**Explore the material**
**A)** In the passage on union leadership and the Kaiser engineers' strike, how many engineers launched the open-ended strike against Kaiser in September 2021?
**B)** Summarize the passage on union leadership and the Kaiser engineers' strike in two sentences.
**C)** Write the next paragraph of the passage on union leadership and the Kaiser engineers' strike, picking up after its final sentence.

Yet the pressure of objective conditions is driving workers into struggle. This process increasingly brings workers into conflict not only with their employers but also with the union leadership, which, confronted with a widening strike wave, fears losing control and the emergence of independent rank-and-file organization.

For its part, the IUOE apparatus has framed the planned action primarily as an “unfair labor practice” (ULP) strike. This formulation has become a standard mechanism through which the union leadership constrains struggles. While they justify the legal ULP framework on the grounds that it protects strikers from being fired, the designation also legally limits workers from raising economic demands.

In September 2021, approximately 700 stationary and biomedical engineers in Northern California launched an open-ended strike against Kaiser concessions. The struggle was confined to the narrow objective of compelling management to resume formal negotiations. The result was a protracted dispute that ultimately failed to mobilize the wider working class and led to more concessions.

**Data records**

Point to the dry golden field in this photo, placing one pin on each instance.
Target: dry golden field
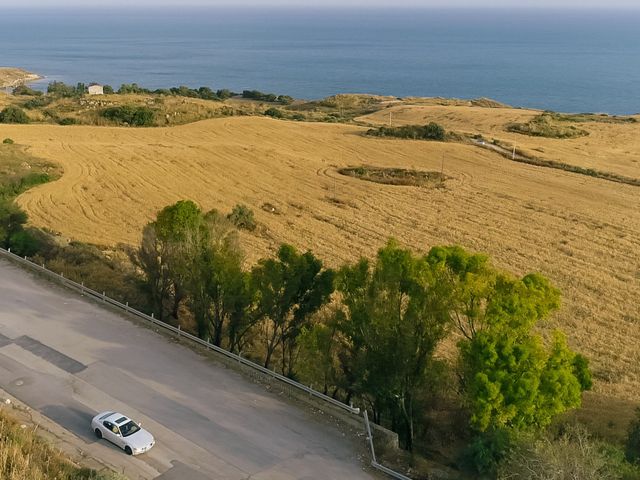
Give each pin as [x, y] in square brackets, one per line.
[609, 147]
[582, 232]
[10, 77]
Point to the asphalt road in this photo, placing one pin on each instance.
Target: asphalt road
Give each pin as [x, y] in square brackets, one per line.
[69, 358]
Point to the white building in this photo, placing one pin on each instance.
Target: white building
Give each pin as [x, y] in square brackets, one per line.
[96, 90]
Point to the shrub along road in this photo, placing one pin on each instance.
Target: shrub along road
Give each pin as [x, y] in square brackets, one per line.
[69, 358]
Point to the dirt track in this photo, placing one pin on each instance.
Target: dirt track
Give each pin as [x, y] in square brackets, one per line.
[582, 232]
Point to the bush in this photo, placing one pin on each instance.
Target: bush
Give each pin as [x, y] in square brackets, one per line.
[224, 94]
[61, 89]
[547, 125]
[131, 115]
[572, 454]
[486, 451]
[285, 99]
[68, 121]
[632, 446]
[37, 102]
[274, 112]
[24, 90]
[12, 114]
[431, 131]
[258, 95]
[127, 88]
[24, 243]
[242, 217]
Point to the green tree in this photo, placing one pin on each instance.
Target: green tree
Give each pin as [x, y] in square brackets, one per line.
[217, 284]
[176, 228]
[12, 219]
[242, 217]
[318, 362]
[289, 289]
[152, 258]
[510, 376]
[632, 445]
[12, 114]
[224, 94]
[395, 315]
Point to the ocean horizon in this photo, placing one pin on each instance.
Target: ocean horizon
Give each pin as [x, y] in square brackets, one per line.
[563, 60]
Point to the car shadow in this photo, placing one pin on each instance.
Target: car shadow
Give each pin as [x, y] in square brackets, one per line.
[76, 420]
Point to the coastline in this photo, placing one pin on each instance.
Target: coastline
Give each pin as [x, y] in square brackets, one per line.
[12, 77]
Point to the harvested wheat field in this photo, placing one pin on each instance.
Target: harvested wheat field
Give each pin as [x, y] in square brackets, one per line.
[610, 147]
[584, 233]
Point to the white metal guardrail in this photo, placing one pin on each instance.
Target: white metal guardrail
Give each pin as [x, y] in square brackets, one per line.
[374, 461]
[238, 358]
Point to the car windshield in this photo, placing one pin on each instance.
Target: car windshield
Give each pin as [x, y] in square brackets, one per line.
[129, 428]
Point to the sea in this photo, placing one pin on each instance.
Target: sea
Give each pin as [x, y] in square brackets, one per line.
[562, 60]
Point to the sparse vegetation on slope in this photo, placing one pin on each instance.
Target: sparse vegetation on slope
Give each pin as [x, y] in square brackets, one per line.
[430, 131]
[547, 125]
[394, 176]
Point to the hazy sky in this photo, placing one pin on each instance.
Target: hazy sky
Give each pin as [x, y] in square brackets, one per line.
[609, 4]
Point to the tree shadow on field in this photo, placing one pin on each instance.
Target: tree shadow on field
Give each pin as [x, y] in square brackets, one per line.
[76, 420]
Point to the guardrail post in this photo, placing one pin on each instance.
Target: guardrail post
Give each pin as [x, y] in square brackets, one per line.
[369, 436]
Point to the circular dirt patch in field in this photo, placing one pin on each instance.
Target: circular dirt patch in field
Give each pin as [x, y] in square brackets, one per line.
[394, 176]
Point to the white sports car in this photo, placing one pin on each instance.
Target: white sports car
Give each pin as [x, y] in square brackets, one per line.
[123, 432]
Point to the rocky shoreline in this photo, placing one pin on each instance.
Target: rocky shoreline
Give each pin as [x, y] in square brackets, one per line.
[12, 77]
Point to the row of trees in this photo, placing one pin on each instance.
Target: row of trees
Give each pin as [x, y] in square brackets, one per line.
[368, 332]
[430, 131]
[60, 89]
[267, 97]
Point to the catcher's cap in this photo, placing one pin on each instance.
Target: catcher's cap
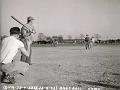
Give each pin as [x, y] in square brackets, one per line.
[30, 18]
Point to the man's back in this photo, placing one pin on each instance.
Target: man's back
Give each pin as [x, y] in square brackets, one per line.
[87, 39]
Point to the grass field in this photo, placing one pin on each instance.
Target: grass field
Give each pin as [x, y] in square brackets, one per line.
[62, 65]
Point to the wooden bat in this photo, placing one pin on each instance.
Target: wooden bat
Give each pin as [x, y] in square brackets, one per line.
[21, 24]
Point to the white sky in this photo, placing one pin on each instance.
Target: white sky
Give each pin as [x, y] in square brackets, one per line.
[65, 17]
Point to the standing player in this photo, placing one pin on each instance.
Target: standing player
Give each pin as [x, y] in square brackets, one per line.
[87, 42]
[9, 48]
[27, 34]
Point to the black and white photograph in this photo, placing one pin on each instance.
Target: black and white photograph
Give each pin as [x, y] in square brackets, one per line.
[59, 44]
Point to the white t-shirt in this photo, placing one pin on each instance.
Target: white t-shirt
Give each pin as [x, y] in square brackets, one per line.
[31, 28]
[10, 47]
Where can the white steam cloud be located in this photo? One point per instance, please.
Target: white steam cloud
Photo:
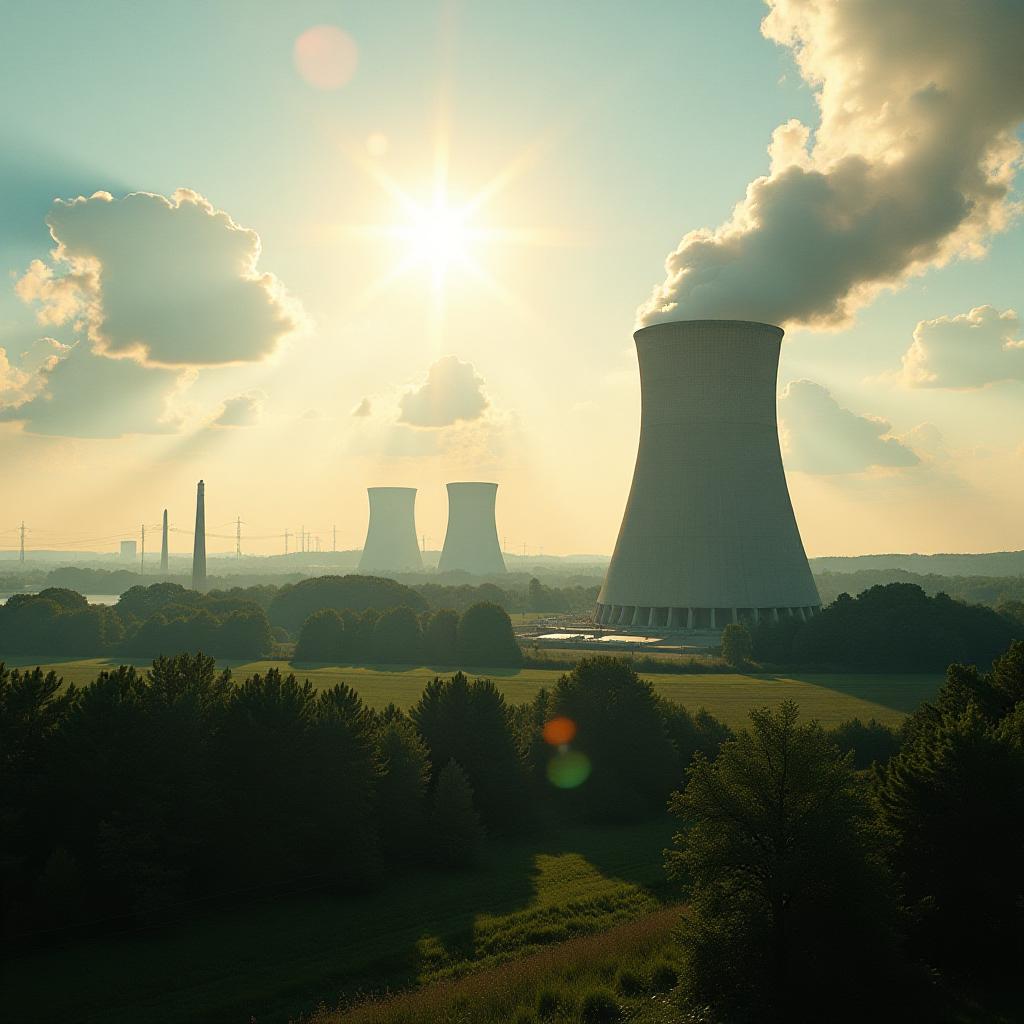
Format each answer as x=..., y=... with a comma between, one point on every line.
x=910, y=166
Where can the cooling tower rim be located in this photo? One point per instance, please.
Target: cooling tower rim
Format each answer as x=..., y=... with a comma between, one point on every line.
x=709, y=323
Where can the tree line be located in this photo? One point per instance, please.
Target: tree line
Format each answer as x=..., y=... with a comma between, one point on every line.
x=145, y=791
x=819, y=891
x=896, y=627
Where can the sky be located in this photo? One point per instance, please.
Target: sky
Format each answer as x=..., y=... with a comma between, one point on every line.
x=317, y=247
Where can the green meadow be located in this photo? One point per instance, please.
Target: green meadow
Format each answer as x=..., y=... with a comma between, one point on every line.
x=274, y=960
x=828, y=697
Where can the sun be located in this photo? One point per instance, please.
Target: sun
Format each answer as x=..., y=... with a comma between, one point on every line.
x=438, y=236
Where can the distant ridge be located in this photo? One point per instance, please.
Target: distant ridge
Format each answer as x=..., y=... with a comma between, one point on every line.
x=991, y=563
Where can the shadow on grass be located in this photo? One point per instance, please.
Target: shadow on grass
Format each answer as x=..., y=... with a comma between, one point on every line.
x=898, y=691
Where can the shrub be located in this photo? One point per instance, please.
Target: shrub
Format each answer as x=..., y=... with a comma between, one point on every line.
x=665, y=977
x=629, y=982
x=599, y=1008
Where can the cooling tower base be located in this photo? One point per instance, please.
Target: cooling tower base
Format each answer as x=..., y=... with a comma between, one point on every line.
x=695, y=619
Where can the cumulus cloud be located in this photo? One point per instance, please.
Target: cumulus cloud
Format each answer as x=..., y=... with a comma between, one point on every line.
x=820, y=436
x=453, y=391
x=911, y=163
x=242, y=411
x=165, y=281
x=969, y=350
x=80, y=394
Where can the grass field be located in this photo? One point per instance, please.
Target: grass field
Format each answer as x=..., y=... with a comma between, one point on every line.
x=828, y=697
x=275, y=961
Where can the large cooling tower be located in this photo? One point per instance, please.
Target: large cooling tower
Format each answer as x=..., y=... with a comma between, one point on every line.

**Exercise responses**
**A)** Approximately 700 stationary and biomedical engineers in Northern California.

**B)** Objective conditions are driving workers into struggle and into conflict with union leaders, who fear losing control, and the IUOE apparatus has framed its planned action as an "unfair labor practice" strike, a designation that legally limits economic demands. In 2021, about 700 Northern California engineers struck against Kaiser concessions, but the strike was confined to restarting negotiations and ended in more concessions.

**C)**
The contradiction between the militancy of rank-and-file engineers and the restrictive tactics of the union leadership is sharpened by Local 501’s own history. Engineers and related trades played a decisive role in the 1984 Las Vegas citywide strike, when 17,000 hospitality workers shut down 32 Strip resorts for 67 days. Technical staff proved impossible to replace with scab labor, contributing to significant economic losses for casino operators and demonstrating the strategic power of infrastructure workers.

This tradition was further solidified during the Frontier Hotel strike from 1991 to 1998. For more than six years, 550 workers maintained a continuous picket line, ultimately winning reinstatement, back pay and benefits.

Meanwhile, Local 501’s bureaucracy has been targeted in a series of lawsuits accusing IUOE officials of corruption and intimidation. In 2007, Local 501 Business Manager James McLaughlin uncovered embezzlement by Apprenticeship Trust head Dennis Lundy, who allegedly forged checks and charged personal expenses to union funds. When local officers pursued the matter, former IUOE President Vince Giblin reportedly threatened their lives.

Additional claims alleged kickback schemes with contractors Able and ABM, which underreported hours and diverted benefit funds. The scandal drew congressional scrutiny of former IUOE counsel Richard Griffin and included allegations that union leaders manipulated the 2010 elections to block opposition candidates and suppress internal democracy.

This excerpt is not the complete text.